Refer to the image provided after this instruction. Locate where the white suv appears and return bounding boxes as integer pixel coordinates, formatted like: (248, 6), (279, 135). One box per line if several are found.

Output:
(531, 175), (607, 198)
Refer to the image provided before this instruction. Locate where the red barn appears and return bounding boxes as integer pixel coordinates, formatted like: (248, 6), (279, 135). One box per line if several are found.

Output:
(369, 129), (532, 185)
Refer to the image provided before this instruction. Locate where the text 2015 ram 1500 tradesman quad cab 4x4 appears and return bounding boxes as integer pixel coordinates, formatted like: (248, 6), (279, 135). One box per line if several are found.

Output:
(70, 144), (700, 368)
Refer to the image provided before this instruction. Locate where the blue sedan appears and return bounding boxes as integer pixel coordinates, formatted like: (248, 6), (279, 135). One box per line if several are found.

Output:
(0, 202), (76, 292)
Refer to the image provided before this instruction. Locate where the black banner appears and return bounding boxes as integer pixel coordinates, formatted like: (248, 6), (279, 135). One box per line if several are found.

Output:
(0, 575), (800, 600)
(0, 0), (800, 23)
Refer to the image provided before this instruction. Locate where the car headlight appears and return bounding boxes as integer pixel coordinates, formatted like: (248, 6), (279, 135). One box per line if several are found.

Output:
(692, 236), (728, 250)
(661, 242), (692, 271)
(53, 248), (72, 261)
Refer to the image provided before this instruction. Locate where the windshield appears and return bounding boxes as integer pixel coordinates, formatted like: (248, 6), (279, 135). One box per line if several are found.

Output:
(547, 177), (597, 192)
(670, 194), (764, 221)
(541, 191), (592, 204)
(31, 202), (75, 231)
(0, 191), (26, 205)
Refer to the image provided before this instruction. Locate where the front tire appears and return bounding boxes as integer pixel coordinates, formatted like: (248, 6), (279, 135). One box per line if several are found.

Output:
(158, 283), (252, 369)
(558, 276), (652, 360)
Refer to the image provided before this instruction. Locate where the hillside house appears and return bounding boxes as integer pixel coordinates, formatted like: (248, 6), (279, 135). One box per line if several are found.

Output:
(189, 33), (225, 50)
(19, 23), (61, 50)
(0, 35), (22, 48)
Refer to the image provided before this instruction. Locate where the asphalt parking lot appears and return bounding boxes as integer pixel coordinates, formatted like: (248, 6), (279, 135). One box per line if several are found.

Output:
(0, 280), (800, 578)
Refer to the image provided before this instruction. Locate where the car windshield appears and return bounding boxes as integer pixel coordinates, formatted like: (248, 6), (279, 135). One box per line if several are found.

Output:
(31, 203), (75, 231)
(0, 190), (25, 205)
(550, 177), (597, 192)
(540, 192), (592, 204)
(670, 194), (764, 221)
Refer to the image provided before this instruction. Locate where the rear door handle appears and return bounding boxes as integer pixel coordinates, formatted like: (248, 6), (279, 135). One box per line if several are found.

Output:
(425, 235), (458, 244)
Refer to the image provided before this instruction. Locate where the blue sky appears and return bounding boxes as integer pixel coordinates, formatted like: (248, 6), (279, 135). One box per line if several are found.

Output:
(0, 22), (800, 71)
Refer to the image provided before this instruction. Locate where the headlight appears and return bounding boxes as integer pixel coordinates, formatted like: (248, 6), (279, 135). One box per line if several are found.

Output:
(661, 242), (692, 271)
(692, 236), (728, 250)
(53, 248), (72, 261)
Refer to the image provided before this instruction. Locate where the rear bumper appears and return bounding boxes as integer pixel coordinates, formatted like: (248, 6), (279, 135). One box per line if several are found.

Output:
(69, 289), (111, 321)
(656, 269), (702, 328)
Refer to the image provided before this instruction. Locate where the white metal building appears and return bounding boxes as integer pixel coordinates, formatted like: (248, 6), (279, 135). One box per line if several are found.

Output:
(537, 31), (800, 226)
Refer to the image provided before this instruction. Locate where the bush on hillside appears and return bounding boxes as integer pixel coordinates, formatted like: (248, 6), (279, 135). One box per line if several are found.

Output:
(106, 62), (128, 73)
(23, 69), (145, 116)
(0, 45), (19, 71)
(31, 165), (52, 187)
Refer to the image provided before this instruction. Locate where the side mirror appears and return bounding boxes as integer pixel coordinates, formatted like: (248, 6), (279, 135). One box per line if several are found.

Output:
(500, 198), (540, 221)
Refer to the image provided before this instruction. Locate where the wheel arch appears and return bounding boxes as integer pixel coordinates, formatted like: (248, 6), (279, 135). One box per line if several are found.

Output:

* _Aim_: Copy all of the records above word for word, with every line unchanged.

* _Written reply_:
Refer to the image provided after this instruction. Locate where the white suv appears and return bounding boxes as integer pixel coordinates, formatted like: (248, 6), (279, 135). One box per line if several are found.

Output:
(531, 175), (607, 198)
Refer to the image provided before this instruction. Locate where the red barn appears and return bounding boxes as integer pixel coordinates, formatted like: (248, 6), (279, 135). One box per line if several are found.

Output:
(369, 129), (532, 185)
Refer to the image provided before this instruction. Locate where the text 2015 ram 1500 tradesman quad cab 4x4 appears and return bounding boxes as integer pixel coordinates, formatted like: (248, 6), (279, 135). One box per line if several are found.

Output:
(70, 144), (700, 368)
Refer to the image provided before this instruction. Locate where the blue sedan appears and return bounding boxes as integer pixel coordinates, formatted like: (248, 6), (279, 135). One box per line if several are found.

Output:
(0, 202), (76, 292)
Refer to the image provided before this instruction. Locate where the black banner appears and return bounding boxes as integer pixel coordinates, formatted like: (248, 6), (279, 135). One box per line if several are found.

Output:
(0, 575), (800, 600)
(0, 0), (800, 23)
Refer to the image provided before this instruction. Locate where the car headlight appears and return bounding boxes as integer pixel coordinates, formatted like: (248, 6), (279, 135). One box per line if several are found.

Output:
(692, 236), (728, 250)
(661, 242), (692, 271)
(53, 248), (72, 261)
Refer to the image provided before this instruction. Locate where the windshield appears and return bounding boxes as integer pixel coordinates, formatted like: (248, 6), (279, 135). One box per line if several are found.

Output:
(547, 177), (597, 192)
(670, 194), (764, 221)
(541, 191), (592, 204)
(31, 202), (75, 231)
(0, 191), (26, 205)
Refer to the image provided before this instruction. Locate where the front tire appears and return bounding boxes as integer pixel coordinates, formatted like: (248, 6), (279, 135). One box per line if several are found.

Output:
(158, 283), (252, 369)
(558, 276), (652, 360)
Refer to the image provided before this instruction. Locate where the hillside house appears and return bounding boxes as integer pixel coordinates, formatted like: (248, 6), (279, 135). One box per line if several are found.

Output:
(189, 33), (225, 50)
(19, 23), (61, 50)
(0, 35), (22, 48)
Refer to the image provided before this instruction. Locate where the asphalt parking lot appears and return bounding boxes as integer pixel coordinates, formatted like: (248, 6), (279, 135). One box per line if several are found.

Output:
(0, 280), (800, 578)
Refer to the image provided before this instruction. Locate where the car windshield appears and return bounding boxes as integer pixel coordinates, formatted like: (248, 6), (279, 135). One box per line if several are found.

Output:
(31, 203), (75, 231)
(0, 190), (25, 205)
(550, 177), (597, 192)
(540, 192), (592, 204)
(670, 194), (764, 221)
Refer to the image provided before this instruction. Locate where the rear door handle appears and return bounding boxes as integer pixel coordinates, formatted like: (248, 6), (279, 135). One box per line if several are found.

Output:
(425, 235), (458, 244)
Refer to the image provided before this instruction. Locate where the blue sky appears and return bounding boxes as integer pixel coordinates, formatted like: (248, 6), (279, 135). One box per line if several are found.

Output:
(0, 22), (800, 71)
Refer to the image provided before this instruction. Locate where the headlight appears and return bounding boxes as integer pixel coordinates, formatted like: (248, 6), (279, 135). One box per line if several are found.

Output:
(661, 242), (692, 271)
(692, 236), (728, 250)
(53, 248), (72, 261)
Refer to the image provided before this instruction. Locate where the rear bumper appears and return bounding boxes as integer pixel coordinates, formatted like: (248, 6), (279, 135). One box per line if several are found.

Output:
(69, 289), (111, 321)
(656, 269), (702, 328)
Refer to the image provided before this instruction. Locate where the white metal building appears and return bounding boxes as integer pixel coordinates, formatted like: (248, 6), (279, 135). One box per line if several are found.

Output:
(537, 31), (800, 226)
Refer to the image provided before this instruction. Locate where the bush on hillside appears and return bounding boxes as integer pixel coordinates, formatted like: (248, 6), (279, 135). One box per line if several are found.

Output:
(106, 62), (128, 73)
(23, 69), (145, 116)
(0, 45), (19, 71)
(31, 165), (52, 187)
Refer to the image provided before this instruction. Locate where the side mirror appears and return bounding boxes as integer pixel coordinates, formatted like: (248, 6), (279, 135). One box per line if several are found.

Output:
(500, 198), (540, 221)
Refer to the image provided before this instruction. Locate where the wheel arch appears and return bounding boxes as integer pixel coordinates, formatted like: (248, 6), (279, 135). One box per line if several are found.

Output:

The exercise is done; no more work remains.